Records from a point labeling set
+ + + + + + +
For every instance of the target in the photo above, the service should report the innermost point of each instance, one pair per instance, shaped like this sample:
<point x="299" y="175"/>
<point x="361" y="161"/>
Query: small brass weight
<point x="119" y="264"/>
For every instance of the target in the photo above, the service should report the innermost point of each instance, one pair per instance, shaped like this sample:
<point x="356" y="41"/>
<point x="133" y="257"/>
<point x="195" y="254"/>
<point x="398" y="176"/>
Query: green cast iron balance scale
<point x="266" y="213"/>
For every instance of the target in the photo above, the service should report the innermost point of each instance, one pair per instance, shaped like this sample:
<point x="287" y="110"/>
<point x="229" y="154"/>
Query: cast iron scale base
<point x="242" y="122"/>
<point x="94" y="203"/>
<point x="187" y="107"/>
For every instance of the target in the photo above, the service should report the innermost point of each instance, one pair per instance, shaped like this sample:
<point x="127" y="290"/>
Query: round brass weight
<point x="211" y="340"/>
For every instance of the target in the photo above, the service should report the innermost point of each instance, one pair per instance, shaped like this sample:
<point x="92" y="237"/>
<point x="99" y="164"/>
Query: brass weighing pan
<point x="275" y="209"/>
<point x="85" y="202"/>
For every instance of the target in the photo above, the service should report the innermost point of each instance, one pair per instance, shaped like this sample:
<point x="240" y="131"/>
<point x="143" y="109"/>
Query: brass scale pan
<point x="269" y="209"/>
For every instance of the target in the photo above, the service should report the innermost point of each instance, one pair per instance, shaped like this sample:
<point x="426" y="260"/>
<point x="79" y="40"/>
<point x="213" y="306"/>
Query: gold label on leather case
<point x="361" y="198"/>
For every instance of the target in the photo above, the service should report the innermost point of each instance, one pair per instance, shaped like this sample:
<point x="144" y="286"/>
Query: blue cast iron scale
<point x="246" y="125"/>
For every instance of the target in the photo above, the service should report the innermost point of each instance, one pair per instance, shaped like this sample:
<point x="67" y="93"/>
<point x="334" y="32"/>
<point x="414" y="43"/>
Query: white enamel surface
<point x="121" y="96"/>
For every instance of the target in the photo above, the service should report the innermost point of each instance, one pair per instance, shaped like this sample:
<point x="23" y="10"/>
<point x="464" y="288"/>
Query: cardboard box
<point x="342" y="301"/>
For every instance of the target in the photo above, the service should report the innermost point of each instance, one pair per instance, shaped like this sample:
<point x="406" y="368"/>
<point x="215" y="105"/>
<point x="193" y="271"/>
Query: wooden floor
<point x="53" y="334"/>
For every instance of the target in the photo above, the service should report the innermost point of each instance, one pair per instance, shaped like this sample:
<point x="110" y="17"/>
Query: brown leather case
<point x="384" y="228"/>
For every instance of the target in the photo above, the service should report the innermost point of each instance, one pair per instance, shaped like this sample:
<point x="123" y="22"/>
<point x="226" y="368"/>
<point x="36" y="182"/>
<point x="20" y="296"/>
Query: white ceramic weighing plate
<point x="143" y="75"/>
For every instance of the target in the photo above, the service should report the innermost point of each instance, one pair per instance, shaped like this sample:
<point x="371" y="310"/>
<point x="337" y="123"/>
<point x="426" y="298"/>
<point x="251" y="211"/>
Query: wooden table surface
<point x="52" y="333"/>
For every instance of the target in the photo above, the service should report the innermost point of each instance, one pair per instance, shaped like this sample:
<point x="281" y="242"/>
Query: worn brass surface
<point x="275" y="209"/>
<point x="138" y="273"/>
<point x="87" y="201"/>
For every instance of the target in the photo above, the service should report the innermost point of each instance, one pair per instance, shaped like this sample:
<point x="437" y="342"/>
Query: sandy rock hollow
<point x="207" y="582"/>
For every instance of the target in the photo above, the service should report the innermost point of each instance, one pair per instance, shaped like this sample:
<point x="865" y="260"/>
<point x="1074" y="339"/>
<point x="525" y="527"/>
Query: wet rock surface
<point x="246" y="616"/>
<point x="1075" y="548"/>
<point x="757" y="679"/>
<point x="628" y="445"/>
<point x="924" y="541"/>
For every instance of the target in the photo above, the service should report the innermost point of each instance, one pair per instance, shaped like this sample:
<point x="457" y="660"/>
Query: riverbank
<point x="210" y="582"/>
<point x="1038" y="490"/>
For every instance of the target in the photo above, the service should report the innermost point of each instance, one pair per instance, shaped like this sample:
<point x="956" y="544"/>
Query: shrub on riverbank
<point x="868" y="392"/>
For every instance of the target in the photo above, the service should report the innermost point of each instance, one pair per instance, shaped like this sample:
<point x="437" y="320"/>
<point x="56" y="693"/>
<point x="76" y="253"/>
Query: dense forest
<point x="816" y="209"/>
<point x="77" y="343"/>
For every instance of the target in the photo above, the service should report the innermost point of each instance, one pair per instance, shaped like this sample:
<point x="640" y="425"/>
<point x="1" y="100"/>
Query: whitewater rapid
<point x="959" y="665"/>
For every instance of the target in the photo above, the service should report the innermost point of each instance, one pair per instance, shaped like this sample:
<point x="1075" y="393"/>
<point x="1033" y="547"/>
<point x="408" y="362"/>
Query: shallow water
+ + + + + + +
* What is required:
Transcribe every record above exactly as it appears.

* Exercise result:
For every instance of the target in the photo above, the service should report the innermost point of each instance, one pair per instance, shaped like this sample:
<point x="299" y="175"/>
<point x="361" y="161"/>
Query: small brass weight
<point x="119" y="264"/>
For every instance of the target in the photo above, the service should report the innermost point of each instance, one pair per instance, shaped like this sample:
<point x="356" y="41"/>
<point x="133" y="257"/>
<point x="195" y="254"/>
<point x="398" y="176"/>
Query: green cast iron balance scale
<point x="266" y="213"/>
For every instance of the target in the photo above, the service should report the innermost point of each instance, one pair per instance, shaped like this sample:
<point x="287" y="110"/>
<point x="229" y="154"/>
Query: cast iron scale base
<point x="242" y="122"/>
<point x="94" y="203"/>
<point x="187" y="107"/>
For every instance of the target in the photo above, the service should report the innermost point of each instance, one pair per instance, shaped like this sample:
<point x="127" y="290"/>
Query: round brass weight
<point x="211" y="340"/>
For every instance of the target in the photo above, the service should report the innermost point of each instance, one pair per instance, shaped like this sample:
<point x="92" y="237"/>
<point x="99" y="164"/>
Query: brass weighing pan
<point x="275" y="209"/>
<point x="85" y="202"/>
For every instance of the target in the photo above, the service should report the innermost point of each instance, one pair per instance, shaped like this sample:
<point x="240" y="131"/>
<point x="143" y="109"/>
Query: brass scale pan
<point x="269" y="209"/>
For every instance of the target in the photo above, the service should report the innermost point of each instance, one pair per instance, shaped like this sample:
<point x="426" y="260"/>
<point x="79" y="40"/>
<point x="213" y="306"/>
Query: gold label on leather case
<point x="361" y="198"/>
For every instance of the target in the photo above, the service should report the innermost point of each instance, one pair per instance, shaped like this sample:
<point x="144" y="286"/>
Query: blue cast iron scale
<point x="246" y="125"/>
For every instance of the target in the photo above, the service should report the innermost point of each instance, one pair per instance, shaped like this sample:
<point x="67" y="93"/>
<point x="334" y="32"/>
<point x="414" y="43"/>
Query: white enamel surface
<point x="121" y="96"/>
For every instance of the target in the photo above, the service should report the innermost point of each instance, one pair per instance, shaped like this sample:
<point x="23" y="10"/>
<point x="464" y="288"/>
Query: cardboard box
<point x="342" y="301"/>
For every instance of the target in the photo above, the service should report the innermost point of each instance, one pair per instance, shaped like this sample:
<point x="406" y="368"/>
<point x="215" y="105"/>
<point x="193" y="271"/>
Query: wooden floor
<point x="53" y="334"/>
For every instance of the target in the photo above, the service should report the innermost point of each instance, one pair per instance, shaped like this sample:
<point x="110" y="17"/>
Query: brown leather case
<point x="384" y="228"/>
For every instance of the target in the photo above, the service should report the innermost point of each instance, one pair per instance, shaped like this sample:
<point x="123" y="22"/>
<point x="226" y="368"/>
<point x="36" y="182"/>
<point x="20" y="296"/>
Query: white ceramic weighing plate
<point x="143" y="75"/>
For every instance of the target in the photo above, the service should report the innermost point of each instance, one pair per instance, shaped like this sample:
<point x="371" y="310"/>
<point x="337" y="123"/>
<point x="426" y="298"/>
<point x="251" y="211"/>
Query: wooden table surface
<point x="52" y="333"/>
For every instance of the target in the photo above, the service should report the innermost point of each instance, one pair per instance, shaped like this sample:
<point x="281" y="242"/>
Query: worn brass surface
<point x="275" y="209"/>
<point x="138" y="273"/>
<point x="87" y="201"/>
For every instance of the target in the photo above, the service should report the innermost point of each instance, one pair per instance, shaped like this sample:
<point x="437" y="342"/>
Query: sandy rock hollow
<point x="207" y="582"/>
For every instance of the target in the photo above, the service should report the innermost point of each instance, one pair per instance, shaped like this sample:
<point x="865" y="260"/>
<point x="1074" y="339"/>
<point x="525" y="527"/>
Query: wet rock surface
<point x="246" y="616"/>
<point x="1075" y="548"/>
<point x="757" y="679"/>
<point x="628" y="445"/>
<point x="924" y="541"/>
For every instance of the target in the photo above, the service should report the innermost point of each instance, one pair per instance, shaped like this sample:
<point x="457" y="660"/>
Query: riverbank
<point x="210" y="582"/>
<point x="1038" y="490"/>
For every instance of the target in the photo above, the service should report the innermost point of each instance, one pair per instance, shaped like this sample:
<point x="956" y="544"/>
Query: shrub on riverbank
<point x="868" y="392"/>
For every instance of the target in the photo above, the service should report the innermost point of each instance, one pair per instance, shaped like this sample:
<point x="437" y="320"/>
<point x="56" y="693"/>
<point x="76" y="253"/>
Query: dense forest
<point x="816" y="209"/>
<point x="77" y="343"/>
For every instance of the target in the photo above, the service should report the innermost point of each instance, one pair per instance, shaped like this sample:
<point x="640" y="425"/>
<point x="1" y="100"/>
Query: whitewater rapid
<point x="959" y="665"/>
For every instance of the target in the photo above, the service should report the innermost point of each instance, one pair per instance, shaped like this sample:
<point x="1075" y="393"/>
<point x="1033" y="547"/>
<point x="408" y="362"/>
Query: shallow water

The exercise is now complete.